* Exercise materials
—————
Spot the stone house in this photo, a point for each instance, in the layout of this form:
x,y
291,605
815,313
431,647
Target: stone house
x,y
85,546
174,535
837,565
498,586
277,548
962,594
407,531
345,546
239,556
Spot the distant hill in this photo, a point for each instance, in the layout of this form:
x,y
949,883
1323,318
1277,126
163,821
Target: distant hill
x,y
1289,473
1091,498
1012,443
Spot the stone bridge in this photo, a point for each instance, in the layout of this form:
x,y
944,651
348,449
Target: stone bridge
—————
* Short exercise
Recast every line of the rows above as a JSON list of strings, with one string per line and blank lines omitted.

* Output below
[
  "Spot the stone house in this photo, a point for each instance, in the layout of this form:",
  "x,y",
  "291,605",
  "815,313",
  "431,647",
  "Target: stone house",
  "x,y",
  "85,546",
  "174,535",
  "837,565",
  "498,586",
  "277,548",
  "962,594",
  "407,531",
  "345,546",
  "239,556",
  "Spot the distant hill in this photo, a point for each instance, in the layout of this form:",
  "x,y",
  "949,883",
  "1323,318",
  "1277,126",
  "163,821",
  "Target: distant hill",
  "x,y",
  "1289,473",
  "1091,498",
  "1012,443",
  "Spot the stone bridge in this photo, a point for each instance, in the layout of this form:",
  "x,y",
  "944,651",
  "348,449",
  "Target: stone bridge"
]